- Work required
Both the line containing "Tag the thin" and the last line of the listing are included: write out exactly the lines from one to the other.

>> START Provided information

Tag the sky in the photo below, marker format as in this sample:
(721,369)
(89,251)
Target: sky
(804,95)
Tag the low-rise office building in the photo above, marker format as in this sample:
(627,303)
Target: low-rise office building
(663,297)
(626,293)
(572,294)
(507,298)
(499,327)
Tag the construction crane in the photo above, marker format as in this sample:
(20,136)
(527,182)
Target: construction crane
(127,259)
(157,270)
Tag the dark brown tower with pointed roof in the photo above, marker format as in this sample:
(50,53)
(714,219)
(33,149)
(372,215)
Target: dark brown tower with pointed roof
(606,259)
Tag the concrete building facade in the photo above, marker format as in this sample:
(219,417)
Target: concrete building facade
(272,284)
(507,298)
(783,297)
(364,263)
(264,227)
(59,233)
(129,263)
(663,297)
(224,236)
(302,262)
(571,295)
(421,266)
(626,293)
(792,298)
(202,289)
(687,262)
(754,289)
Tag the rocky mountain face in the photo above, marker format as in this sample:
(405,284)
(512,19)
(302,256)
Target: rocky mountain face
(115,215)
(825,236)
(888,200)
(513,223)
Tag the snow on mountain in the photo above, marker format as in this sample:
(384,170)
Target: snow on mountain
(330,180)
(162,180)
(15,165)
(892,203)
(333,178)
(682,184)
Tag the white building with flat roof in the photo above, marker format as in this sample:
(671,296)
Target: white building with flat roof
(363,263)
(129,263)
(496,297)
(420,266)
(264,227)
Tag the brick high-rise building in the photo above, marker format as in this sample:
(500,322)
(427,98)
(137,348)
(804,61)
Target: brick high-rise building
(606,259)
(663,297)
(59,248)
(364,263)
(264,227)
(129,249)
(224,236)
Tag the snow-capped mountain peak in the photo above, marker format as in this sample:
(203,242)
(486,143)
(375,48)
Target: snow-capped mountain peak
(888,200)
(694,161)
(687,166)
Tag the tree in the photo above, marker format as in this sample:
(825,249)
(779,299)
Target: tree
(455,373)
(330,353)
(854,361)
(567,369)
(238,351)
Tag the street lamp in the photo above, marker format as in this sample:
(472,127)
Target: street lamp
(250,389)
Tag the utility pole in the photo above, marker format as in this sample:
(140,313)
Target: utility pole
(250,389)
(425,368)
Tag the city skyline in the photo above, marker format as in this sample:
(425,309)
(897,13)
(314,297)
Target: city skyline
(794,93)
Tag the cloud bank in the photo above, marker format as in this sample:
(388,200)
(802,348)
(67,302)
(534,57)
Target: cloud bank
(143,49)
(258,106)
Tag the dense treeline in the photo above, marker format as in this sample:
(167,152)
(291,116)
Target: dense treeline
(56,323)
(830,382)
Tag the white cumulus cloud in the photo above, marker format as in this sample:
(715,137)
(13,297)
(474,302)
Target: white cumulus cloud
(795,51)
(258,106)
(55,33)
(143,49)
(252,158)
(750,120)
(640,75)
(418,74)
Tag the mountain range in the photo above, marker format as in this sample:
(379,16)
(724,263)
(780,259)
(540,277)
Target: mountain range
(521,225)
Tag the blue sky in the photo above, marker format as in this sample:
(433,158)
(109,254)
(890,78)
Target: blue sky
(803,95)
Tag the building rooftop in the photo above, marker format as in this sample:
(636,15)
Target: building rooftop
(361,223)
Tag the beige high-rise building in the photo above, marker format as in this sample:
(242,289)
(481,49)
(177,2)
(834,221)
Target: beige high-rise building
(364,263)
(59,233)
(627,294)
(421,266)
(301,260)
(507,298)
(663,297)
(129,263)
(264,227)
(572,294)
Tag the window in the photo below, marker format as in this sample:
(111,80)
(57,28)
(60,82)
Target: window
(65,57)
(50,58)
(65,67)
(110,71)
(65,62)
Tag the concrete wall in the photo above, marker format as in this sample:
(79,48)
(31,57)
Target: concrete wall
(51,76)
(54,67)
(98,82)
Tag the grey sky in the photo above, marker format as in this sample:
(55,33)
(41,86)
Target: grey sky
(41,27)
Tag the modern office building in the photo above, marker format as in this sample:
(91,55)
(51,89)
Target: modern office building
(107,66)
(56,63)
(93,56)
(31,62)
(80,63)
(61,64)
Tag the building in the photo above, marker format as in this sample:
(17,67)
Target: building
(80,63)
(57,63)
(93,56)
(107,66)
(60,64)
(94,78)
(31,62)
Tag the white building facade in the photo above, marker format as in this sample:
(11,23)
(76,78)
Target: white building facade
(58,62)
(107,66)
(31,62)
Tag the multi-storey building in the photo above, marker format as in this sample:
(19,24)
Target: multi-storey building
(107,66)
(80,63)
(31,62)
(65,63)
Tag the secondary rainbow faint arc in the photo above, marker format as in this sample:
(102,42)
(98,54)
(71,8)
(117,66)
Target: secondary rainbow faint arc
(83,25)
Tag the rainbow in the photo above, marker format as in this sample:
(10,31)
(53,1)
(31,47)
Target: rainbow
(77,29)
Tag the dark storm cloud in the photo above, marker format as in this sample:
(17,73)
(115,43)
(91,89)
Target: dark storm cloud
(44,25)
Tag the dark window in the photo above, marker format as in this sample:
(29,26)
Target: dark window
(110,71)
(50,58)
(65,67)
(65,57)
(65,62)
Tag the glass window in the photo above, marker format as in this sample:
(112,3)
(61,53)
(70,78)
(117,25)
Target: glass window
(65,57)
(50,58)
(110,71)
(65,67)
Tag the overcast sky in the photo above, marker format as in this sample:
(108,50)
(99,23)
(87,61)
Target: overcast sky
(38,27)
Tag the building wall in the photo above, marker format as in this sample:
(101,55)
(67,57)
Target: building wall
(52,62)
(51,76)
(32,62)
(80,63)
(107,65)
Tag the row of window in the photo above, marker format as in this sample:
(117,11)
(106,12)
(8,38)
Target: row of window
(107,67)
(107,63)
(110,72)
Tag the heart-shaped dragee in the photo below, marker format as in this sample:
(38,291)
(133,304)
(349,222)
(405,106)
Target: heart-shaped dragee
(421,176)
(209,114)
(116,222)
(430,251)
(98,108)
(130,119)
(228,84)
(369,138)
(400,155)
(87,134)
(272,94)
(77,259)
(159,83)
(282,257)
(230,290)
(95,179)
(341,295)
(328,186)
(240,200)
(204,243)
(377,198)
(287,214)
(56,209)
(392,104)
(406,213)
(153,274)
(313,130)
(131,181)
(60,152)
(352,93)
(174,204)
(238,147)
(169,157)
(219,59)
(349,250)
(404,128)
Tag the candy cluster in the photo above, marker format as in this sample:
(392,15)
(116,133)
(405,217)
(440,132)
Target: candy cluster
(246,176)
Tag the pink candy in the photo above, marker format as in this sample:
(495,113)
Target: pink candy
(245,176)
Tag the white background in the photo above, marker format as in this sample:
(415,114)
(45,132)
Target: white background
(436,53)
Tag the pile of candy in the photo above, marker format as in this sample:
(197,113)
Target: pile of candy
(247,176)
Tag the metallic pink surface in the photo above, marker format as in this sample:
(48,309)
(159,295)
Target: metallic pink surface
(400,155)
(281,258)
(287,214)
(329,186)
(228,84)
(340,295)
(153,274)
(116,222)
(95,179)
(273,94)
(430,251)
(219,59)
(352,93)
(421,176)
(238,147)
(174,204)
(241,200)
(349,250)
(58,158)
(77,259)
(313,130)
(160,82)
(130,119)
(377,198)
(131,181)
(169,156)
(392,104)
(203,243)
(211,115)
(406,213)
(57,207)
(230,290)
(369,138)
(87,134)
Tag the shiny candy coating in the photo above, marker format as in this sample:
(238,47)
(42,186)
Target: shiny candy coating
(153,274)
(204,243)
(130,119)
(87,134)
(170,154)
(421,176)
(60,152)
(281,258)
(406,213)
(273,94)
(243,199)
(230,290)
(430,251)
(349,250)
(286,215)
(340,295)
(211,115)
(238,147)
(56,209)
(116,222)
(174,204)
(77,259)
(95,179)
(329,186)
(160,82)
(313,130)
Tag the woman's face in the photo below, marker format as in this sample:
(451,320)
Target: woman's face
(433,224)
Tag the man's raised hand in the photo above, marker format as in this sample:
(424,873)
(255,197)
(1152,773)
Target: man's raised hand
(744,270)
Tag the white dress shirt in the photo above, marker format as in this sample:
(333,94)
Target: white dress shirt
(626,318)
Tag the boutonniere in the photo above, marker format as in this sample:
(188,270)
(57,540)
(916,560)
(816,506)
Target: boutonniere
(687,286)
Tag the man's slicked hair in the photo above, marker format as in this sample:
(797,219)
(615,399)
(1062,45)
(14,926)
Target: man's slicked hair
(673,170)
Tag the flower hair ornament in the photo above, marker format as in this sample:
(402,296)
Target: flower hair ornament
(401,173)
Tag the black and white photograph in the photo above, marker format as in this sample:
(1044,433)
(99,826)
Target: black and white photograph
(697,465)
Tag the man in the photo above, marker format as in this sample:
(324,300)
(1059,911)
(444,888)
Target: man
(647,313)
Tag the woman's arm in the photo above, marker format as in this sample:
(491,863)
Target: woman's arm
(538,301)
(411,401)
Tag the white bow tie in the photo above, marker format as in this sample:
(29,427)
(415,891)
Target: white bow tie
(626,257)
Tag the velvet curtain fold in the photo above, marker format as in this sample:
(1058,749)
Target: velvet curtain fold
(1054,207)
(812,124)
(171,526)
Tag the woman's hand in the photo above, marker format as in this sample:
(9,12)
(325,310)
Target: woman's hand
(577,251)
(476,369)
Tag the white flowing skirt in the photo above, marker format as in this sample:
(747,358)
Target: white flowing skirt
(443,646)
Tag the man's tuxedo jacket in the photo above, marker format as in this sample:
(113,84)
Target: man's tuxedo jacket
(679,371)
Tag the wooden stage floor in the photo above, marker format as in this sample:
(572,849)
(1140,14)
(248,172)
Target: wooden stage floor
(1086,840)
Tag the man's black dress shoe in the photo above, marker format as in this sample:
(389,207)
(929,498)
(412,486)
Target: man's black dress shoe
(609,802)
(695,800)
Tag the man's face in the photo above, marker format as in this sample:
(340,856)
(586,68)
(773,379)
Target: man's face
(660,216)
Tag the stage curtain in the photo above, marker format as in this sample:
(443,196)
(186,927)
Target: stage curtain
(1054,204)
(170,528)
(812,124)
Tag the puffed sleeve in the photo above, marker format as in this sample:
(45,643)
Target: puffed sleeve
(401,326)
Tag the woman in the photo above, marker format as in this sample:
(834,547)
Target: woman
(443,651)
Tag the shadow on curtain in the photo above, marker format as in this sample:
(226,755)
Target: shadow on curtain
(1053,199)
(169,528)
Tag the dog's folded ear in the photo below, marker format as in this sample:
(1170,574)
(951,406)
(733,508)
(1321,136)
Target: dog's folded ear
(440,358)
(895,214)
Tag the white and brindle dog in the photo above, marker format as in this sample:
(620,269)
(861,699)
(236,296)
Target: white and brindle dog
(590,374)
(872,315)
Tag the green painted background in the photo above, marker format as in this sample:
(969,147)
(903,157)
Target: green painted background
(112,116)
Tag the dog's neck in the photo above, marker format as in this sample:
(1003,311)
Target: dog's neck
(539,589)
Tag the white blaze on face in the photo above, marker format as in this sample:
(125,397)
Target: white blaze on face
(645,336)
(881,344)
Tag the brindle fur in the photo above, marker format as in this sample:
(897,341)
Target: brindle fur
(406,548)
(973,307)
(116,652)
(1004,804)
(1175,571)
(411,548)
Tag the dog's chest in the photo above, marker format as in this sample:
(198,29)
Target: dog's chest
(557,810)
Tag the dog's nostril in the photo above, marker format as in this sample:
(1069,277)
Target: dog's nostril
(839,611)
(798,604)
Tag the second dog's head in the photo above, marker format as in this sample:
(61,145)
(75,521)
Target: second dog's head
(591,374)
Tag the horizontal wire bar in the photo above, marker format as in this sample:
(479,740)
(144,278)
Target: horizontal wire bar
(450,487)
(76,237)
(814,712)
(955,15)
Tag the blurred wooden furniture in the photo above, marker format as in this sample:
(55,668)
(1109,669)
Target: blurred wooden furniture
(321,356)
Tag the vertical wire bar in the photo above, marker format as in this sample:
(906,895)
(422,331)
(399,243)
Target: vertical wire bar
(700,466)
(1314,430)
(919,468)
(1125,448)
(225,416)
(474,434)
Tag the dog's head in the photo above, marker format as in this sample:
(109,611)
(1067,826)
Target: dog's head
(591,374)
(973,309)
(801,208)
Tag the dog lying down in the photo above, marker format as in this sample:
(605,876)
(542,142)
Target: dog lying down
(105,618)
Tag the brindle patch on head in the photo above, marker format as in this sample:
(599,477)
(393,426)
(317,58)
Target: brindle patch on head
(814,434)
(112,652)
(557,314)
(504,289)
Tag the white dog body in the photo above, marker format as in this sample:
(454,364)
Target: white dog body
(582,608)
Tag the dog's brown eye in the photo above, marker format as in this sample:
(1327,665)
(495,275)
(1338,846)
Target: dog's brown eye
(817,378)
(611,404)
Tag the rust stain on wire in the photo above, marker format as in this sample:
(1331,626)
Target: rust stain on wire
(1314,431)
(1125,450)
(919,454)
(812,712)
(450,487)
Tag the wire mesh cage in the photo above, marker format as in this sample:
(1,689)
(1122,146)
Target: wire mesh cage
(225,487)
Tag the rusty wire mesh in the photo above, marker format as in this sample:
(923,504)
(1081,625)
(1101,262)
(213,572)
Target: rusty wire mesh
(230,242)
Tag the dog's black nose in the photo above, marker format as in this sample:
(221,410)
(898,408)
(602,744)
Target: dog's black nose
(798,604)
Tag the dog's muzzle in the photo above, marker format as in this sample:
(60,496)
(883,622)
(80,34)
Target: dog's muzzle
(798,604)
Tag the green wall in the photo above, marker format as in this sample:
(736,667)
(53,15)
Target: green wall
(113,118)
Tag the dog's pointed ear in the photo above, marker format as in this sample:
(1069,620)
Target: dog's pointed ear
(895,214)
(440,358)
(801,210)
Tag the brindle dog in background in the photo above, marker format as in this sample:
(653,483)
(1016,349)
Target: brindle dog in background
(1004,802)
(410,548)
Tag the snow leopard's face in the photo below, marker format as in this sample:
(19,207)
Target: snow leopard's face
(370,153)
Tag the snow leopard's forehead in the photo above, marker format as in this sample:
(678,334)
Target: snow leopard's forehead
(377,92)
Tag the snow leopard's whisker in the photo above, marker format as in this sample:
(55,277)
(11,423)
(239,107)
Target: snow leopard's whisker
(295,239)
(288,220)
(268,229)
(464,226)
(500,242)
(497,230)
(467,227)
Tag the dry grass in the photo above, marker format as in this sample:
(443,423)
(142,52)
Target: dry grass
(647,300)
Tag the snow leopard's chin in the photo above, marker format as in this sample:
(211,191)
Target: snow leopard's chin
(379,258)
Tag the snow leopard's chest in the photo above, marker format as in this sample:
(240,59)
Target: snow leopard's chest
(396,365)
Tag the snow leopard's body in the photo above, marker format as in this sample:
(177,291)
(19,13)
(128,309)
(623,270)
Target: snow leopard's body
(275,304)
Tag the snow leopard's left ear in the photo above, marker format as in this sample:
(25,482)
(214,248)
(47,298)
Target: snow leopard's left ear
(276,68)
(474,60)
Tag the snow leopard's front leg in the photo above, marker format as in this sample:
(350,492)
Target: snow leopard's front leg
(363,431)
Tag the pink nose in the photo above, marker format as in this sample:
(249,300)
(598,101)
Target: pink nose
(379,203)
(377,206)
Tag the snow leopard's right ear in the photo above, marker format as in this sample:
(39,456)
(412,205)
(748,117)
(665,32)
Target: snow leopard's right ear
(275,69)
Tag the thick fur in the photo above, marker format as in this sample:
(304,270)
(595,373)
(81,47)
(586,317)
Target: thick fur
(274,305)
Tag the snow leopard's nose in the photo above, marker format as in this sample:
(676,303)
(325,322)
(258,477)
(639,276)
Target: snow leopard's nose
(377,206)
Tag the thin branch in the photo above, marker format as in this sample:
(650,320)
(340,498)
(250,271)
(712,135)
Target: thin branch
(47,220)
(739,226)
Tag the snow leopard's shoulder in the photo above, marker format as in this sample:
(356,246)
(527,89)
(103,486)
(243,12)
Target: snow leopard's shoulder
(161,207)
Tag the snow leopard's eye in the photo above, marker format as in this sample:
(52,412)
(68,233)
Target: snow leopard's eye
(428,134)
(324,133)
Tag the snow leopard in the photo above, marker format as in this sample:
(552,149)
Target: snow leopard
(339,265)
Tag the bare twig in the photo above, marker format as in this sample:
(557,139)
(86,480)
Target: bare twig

>> END Provided information

- Written response
Tag the thin branch in the photo above, marker format as in this sample:
(650,320)
(340,498)
(250,271)
(712,135)
Target: thin branch
(47,220)
(739,226)
Tag the snow leopard's shoulder in the photo above, marker format as in this sample:
(356,246)
(527,89)
(103,486)
(243,12)
Target: snow leopard's shoulder
(161,207)
Tag the snow leopard's eye in the photo above, marker format as in this sample:
(52,412)
(68,233)
Target: snow leopard's eye
(428,134)
(324,133)
Tag the snow leopard in the photo above, marker format as in this sample:
(552,149)
Target: snow leopard
(339,265)
Tag the bare twig in the photo above, marker format as in this sample:
(557,139)
(86,480)
Target: bare twig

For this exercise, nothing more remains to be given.